- **What the exercise asks**: Lay out every line of the material below as a Markdown table with the columns Row and Text, numbering each row and skipping blank lines. Leave the pictures out of your answer.

##### Rows #####

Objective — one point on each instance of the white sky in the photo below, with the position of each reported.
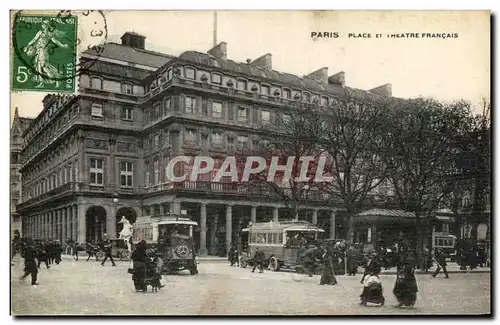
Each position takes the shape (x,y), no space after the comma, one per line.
(446,69)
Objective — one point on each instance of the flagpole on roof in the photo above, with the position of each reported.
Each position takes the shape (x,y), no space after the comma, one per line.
(215,28)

#####

- **Task solution**:
| Row | Text |
|---|---|
| 1 | Objective — one point on each instance of the white sky in the photo below, with the position of each reported. |
| 2 | Each position takes the shape (x,y), no space after the comma, one per line. |
| 3 | (446,69) |
| 4 | Objective — one point on each instance of the flagpole on roof in the photo above, with the position of each reported. |
| 5 | Each position takes the shape (x,y), no space after the comma, one per line. |
| 6 | (215,28) |